+++ Record di dati

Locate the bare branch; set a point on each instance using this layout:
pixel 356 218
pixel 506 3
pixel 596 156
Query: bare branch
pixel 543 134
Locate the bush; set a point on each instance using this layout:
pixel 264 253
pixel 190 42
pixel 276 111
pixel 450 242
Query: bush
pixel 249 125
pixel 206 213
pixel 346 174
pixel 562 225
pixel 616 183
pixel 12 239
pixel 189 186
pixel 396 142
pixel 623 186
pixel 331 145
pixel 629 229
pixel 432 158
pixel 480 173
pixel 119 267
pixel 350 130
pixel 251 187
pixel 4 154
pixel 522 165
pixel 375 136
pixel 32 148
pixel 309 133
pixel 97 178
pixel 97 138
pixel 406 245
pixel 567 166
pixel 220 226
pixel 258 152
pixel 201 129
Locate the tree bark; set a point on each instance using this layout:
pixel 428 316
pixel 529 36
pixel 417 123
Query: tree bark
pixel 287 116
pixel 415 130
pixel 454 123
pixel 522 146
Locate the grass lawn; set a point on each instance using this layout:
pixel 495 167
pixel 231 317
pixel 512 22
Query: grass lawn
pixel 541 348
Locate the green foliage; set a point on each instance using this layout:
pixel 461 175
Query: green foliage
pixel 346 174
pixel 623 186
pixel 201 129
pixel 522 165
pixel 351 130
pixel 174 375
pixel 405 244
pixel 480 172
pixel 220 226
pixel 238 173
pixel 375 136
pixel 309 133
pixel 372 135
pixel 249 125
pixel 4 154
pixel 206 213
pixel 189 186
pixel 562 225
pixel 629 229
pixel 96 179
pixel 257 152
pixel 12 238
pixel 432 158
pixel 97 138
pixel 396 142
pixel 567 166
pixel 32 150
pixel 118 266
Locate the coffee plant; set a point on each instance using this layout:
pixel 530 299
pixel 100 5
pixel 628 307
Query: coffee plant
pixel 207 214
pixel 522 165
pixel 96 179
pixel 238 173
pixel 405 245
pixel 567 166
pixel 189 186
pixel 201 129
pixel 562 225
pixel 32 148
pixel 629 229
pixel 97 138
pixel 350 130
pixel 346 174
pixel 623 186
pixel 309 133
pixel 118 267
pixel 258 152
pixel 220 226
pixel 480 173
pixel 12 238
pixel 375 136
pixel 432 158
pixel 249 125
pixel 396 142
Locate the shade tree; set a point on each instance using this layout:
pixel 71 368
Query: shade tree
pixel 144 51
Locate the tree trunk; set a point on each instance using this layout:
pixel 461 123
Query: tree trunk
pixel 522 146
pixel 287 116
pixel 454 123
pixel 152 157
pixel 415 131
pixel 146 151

++++++

> **Cosa produrre**: Sostituisci "Locate" con "Find" in tutti i record e riporta queste righe senza altre modifiche.

> **Risultato corretto**:
Find the bare branch; set a point on each instance using this layout:
pixel 356 218
pixel 506 3
pixel 596 156
Query: bare branch
pixel 543 134
Find the bush; set a point on each instance using this layout:
pixel 264 253
pixel 190 42
pixel 276 111
pixel 450 242
Query: bush
pixel 249 125
pixel 206 213
pixel 346 174
pixel 562 225
pixel 616 183
pixel 12 239
pixel 189 186
pixel 396 142
pixel 623 186
pixel 331 145
pixel 629 229
pixel 432 158
pixel 480 173
pixel 119 267
pixel 350 130
pixel 251 187
pixel 4 154
pixel 522 165
pixel 375 136
pixel 32 148
pixel 309 133
pixel 97 178
pixel 97 138
pixel 406 245
pixel 567 166
pixel 220 226
pixel 258 152
pixel 201 129
Find the tree bark; set a point on each instance using this layout:
pixel 428 316
pixel 529 36
pixel 417 123
Query: tree bark
pixel 287 116
pixel 415 130
pixel 454 123
pixel 522 146
Find the grass lawn; set a point on each instance using this layout:
pixel 495 167
pixel 231 317
pixel 512 22
Query: grass lawn
pixel 541 348
Find the green foliage; set a point on each instance using this layout:
pixel 461 175
Query: green foliage
pixel 346 174
pixel 623 186
pixel 201 129
pixel 522 165
pixel 351 130
pixel 174 375
pixel 405 244
pixel 480 172
pixel 220 226
pixel 238 173
pixel 375 136
pixel 309 133
pixel 372 135
pixel 249 125
pixel 4 154
pixel 206 213
pixel 189 186
pixel 562 225
pixel 629 229
pixel 96 179
pixel 257 152
pixel 12 238
pixel 432 158
pixel 97 138
pixel 396 142
pixel 567 166
pixel 32 150
pixel 118 266
Find the coffee plant; set a point on each instance using this layout:
pixel 530 299
pixel 100 5
pixel 628 307
Query: coffee plant
pixel 207 214
pixel 522 165
pixel 96 179
pixel 238 173
pixel 405 245
pixel 567 166
pixel 189 186
pixel 201 129
pixel 562 225
pixel 32 148
pixel 629 229
pixel 97 138
pixel 350 130
pixel 346 174
pixel 623 186
pixel 309 133
pixel 118 267
pixel 258 152
pixel 220 226
pixel 480 173
pixel 12 238
pixel 375 136
pixel 432 158
pixel 249 125
pixel 396 142
Find the shade tree; set a point on each instance using this layout:
pixel 71 368
Query: shade tree
pixel 144 51
Find the tree trunk; set a point on each instance using this layout:
pixel 461 123
Query: tree trunk
pixel 522 146
pixel 287 116
pixel 454 123
pixel 152 157
pixel 415 131
pixel 146 151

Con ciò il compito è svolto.